▶ **Instrucción**
Extrae, por favor, el pasaje completo sobre los signos en la muerte de Jesús, sin cambiar ni una palabra.

▶ **Pasaje seleccionado**
────────
Se trata de signos cósmicos tremendos, que aquí se presentan como la respuesta de Dios a la oración de Jesús.

 

Excepto el del velo del Templo que se rasga de arriba hasta el fondo, que también se menciona en Mc y Lc, estos “signos” se encuentran solamente en Mt y revelan su interpretación particular de la muerte de Cristo.

 

En el texto griego todos ellos están conectados dentro de una misma frase, de manera que se inicia con el rasgarse del velo del Templo, luego por el terremoto y así, sucesivamente, por el despedazarse de las rocas, por el abrirse de los sepulcros, por la resurrección de los santos y por la aparición de estos a mucha gente en Jerusalén, esto último ocurre después de la resurrección de Jesús (27,51-53).

 

La resurrección de los “santos”, por tanto, es el vértice al cual conduce la serie de eventos. Cada uno de estos hechos –o signos– tiene un significado particular que merece comentario:

 

 

El velo del Templo (27,51a)

En esto, el velo del Santuario se rasgó en dos, de arriba abajo”

 

El único fenómeno que tiene paralelo en Mc es el rasgarse del velo del Templo “de arriba abajo” (27,51).
────────
▶ **Entradas**

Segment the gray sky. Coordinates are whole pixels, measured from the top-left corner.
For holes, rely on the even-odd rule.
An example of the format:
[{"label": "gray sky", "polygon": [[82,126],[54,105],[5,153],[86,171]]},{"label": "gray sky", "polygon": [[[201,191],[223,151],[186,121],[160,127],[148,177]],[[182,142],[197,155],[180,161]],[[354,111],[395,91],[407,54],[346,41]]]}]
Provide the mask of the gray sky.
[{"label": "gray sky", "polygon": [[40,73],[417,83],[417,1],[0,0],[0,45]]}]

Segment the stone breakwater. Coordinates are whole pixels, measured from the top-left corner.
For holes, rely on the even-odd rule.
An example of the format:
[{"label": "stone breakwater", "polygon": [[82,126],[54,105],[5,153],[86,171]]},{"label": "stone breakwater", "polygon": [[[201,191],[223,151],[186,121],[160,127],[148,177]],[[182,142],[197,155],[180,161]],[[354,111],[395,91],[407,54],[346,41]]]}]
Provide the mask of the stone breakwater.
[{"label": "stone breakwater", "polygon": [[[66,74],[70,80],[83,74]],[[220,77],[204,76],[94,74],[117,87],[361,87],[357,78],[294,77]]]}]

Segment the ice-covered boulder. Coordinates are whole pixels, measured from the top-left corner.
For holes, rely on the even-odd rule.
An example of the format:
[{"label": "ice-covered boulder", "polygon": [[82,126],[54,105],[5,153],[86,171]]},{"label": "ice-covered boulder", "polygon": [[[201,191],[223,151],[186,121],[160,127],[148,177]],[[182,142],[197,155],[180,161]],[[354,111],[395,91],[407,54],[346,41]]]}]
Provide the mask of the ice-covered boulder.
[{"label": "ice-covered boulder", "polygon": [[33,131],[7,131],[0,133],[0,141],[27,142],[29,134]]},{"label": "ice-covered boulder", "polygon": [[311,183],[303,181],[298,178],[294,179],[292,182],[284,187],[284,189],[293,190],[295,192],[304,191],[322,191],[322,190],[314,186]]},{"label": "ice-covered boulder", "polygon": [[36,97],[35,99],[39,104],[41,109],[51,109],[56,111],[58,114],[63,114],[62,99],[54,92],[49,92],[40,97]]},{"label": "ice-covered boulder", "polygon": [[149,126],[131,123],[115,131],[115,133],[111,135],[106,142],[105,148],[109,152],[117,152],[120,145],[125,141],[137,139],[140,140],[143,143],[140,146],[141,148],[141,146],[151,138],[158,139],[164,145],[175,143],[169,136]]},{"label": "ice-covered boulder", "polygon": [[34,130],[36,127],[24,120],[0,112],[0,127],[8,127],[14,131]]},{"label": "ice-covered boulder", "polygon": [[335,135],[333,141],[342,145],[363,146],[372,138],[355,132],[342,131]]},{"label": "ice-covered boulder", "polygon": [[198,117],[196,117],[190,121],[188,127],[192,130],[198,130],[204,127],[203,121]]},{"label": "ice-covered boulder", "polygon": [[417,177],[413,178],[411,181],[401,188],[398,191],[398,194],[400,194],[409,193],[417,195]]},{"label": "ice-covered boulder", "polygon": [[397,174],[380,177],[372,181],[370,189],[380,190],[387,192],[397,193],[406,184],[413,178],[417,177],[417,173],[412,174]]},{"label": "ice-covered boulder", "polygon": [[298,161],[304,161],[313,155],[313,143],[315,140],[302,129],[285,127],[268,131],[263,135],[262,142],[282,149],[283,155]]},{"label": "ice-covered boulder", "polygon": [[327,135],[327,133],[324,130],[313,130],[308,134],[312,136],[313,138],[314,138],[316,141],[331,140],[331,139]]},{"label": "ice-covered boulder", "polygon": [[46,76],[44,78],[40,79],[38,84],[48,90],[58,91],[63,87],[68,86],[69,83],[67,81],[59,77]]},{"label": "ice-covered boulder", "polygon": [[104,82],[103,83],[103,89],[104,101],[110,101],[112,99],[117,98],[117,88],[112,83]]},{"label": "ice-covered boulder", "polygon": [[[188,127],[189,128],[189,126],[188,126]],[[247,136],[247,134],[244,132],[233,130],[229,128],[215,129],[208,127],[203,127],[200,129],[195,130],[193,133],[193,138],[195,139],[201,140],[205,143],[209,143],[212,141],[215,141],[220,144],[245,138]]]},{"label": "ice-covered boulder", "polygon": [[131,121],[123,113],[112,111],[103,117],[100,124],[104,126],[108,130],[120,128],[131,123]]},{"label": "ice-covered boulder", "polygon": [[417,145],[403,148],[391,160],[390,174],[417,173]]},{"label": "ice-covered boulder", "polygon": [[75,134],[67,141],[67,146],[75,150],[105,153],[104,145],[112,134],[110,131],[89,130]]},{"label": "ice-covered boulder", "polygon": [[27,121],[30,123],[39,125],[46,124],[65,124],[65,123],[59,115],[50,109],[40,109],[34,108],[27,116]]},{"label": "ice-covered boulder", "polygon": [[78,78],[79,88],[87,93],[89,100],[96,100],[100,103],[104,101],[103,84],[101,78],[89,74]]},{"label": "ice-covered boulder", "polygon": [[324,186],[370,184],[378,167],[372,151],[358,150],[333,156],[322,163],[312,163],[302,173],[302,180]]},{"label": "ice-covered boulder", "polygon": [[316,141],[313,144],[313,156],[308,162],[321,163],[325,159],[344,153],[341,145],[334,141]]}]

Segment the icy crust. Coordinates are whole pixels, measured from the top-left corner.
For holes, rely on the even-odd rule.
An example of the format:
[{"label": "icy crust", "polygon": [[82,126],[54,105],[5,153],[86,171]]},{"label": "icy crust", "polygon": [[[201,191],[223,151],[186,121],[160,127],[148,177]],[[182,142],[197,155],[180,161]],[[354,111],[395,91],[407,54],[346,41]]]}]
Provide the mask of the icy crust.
────────
▶ **Respuesta**
Se trata de signos cósmicos tremendos, que aquí se presentan como la respuesta de Dios a la oración de Jesús.

 

Excepto el del velo del Templo que se rasga de arriba hasta el fondo, que también se menciona en Mc y Lc, estos “signos” se encuentran solamente en Mt y revelan su interpretación particular de la muerte de Cristo.

 

En el texto griego todos ellos están conectados dentro de una misma frase, de manera que se inicia con el rasgarse del velo del Templo, luego por el terremoto y así, sucesivamente, por el despedazarse de las rocas, por el abrirse de los sepulcros, por la resurrección de los santos y por la aparición de estos a mucha gente en Jerusalén, esto último ocurre después de la resurrección de Jesús (27,51-53).

 

La resurrección de los “santos”, por tanto, es el vértice al cual conduce la serie de eventos. Cada uno de estos hechos –o signos– tiene un significado particular que merece comentario:

 

 

El velo del Templo (27,51a)

En esto, el velo del Santuario se rasgó en dos, de arriba abajo”

 

El único fenómeno que tiene paralelo en Mc es el rasgarse del velo del Templo “de arriba abajo” (27,51).